Droit français et racisme

vendredi 14 avril 2006.
 

Les hommes naissent libres et égaux en droits

Le 26 août 1789 l’Assemblée nationale constituante adopte le texte définitif de la Déclaration des droits de l’homme et du citoyen. Les hommes naissent libres et égaux en droits y affirme-t-on, et c’est en s ‘appuyant sur cette déclaration que la Convention abolira l’esclavage le 4 février 1794. Mais très rapidement la République va davantage se préoccuper de la liberté du capitalisme naissant, de la docilité de la nouvelle classe ouvrière dont les usines ont besoin, de la conquête de nouvelles terres sur les autres continents pour y piller les ressources nécessaires à l’industrie.

Les instruments de la loi seront adaptés en conséquence, dès 1792 la loi Le Chapelier (1) interdit toute organisation corporative, en 1802 l’esclavage est rétabli par Bonaparte.

Il faudra du temps pour redonner chair aux idéaux de la révolution française. L’esclavage sera définitivement aboli en 1848 à la faveur de la révolution de 1848. Le droit de grève attendra 1864 et le droit syndical 1884. Ce sont les rapports de force favorables aux salariés au lendemain de la seconde guerre mondiale qui permettront en 1944 aux femmes de devenir des citoyennes avec le droit de vote confirmé par la Constitution de la 4ème République en 1946. Son préambule réaffirme que « tout être humain, sans distinction de race, de religion ni de croyance, possède des droits inaliénables et sacrés », « la loi garantit à la femme, dans tous les domaines, des droits égaux à ceux de l’homme. ». La Constitution de 1958 reprendra ces principes, contenus par ailleurs dans la Déclaration universelle des droits de l’homme adoptée le 10 décembre 1948 à l’ONU.
# # # #
CONSIGNE DONNÉE 1 —
Réécrivez sous forme de liste le paragraphe du texte cité qui commence par « Il faudra du temps », sans perdre ses faits principaux.
CONSIGNE DONNÉE 2 —
Poursuivez le texte cité sur le droit français et le racisme en rédigeant quelques phrases qui suivent sa dernière phrase.

LIGNES DE DONNÉES —
# # # #
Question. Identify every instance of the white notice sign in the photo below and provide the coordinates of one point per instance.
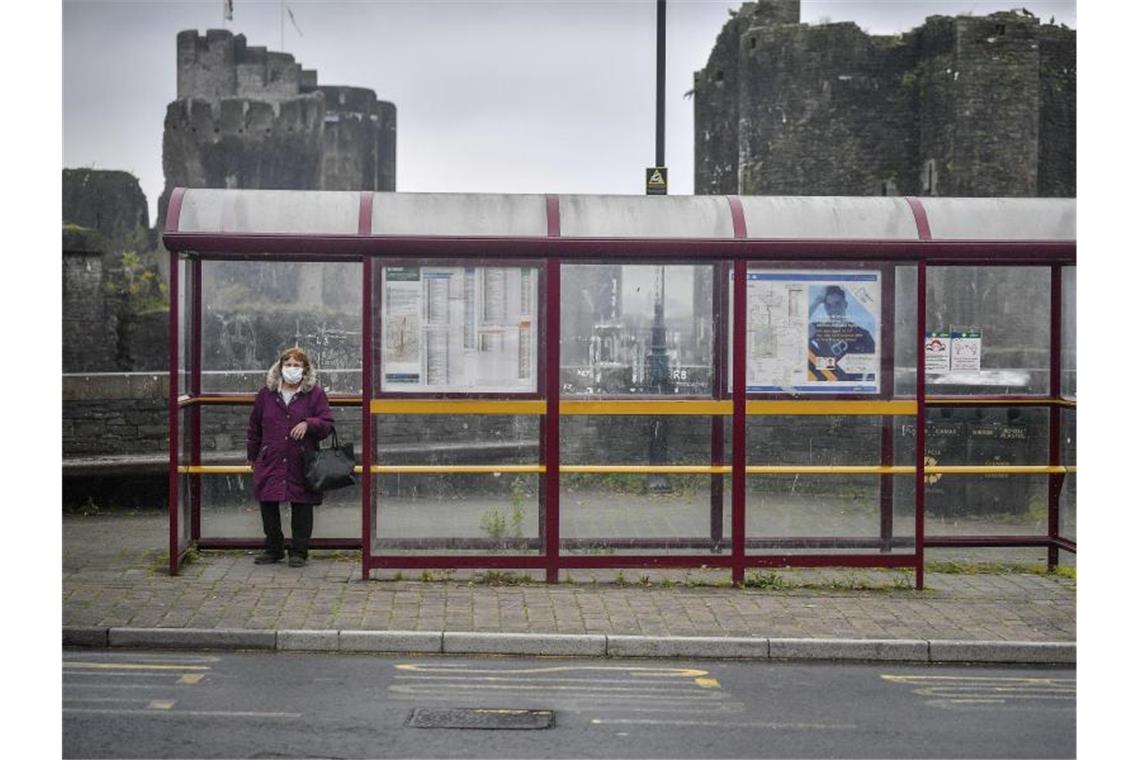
(458, 329)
# # # #
CORRIGÉ 1 —
- L'esclavage est définitivement aboli en 1848, à la faveur de la révolution de 1848.
- Le droit de grève arrive en 1864, le droit syndical en 1884.
- En 1944, grâce aux rapports de force favorables aux salariés après la Seconde Guerre mondiale, les femmes deviennent citoyennes. Leur droit de vote est confirmé par la Constitution de la IVe République en 1946.
- Le préambule de 1946 réaffirme que tout être humain possède des droits inaliénables et sacrés, sans distinction de race, de religion ni de croyance. Il garantit aussi aux femmes des droits égaux à ceux des hommes dans tous les domaines.
- La Constitution de 1958 reprend ces principes. Ils figurent également dans la Déclaration universelle des droits de l'homme, adoptée à l'ONU le 10 décembre 1948.

CORRIGÉ 2 —
Que s’est-il passé de 1848 à 1948 en matière de droits des étrangers ? Pas grand chose, les gouvernements de notre pays ne se sont guère préoccupés de cette question, colonialisme oblige, le Front populaire seul a manifesté l’intention de s’attaquer à la xénophobie et au racisme mais sans avoir le temps de légiférer. A noter en 1939, en pleine montée du nazisme, un décret (Marchandeau) qui punit la diffamation raciste par voir de presse sans grand effet à l’époque.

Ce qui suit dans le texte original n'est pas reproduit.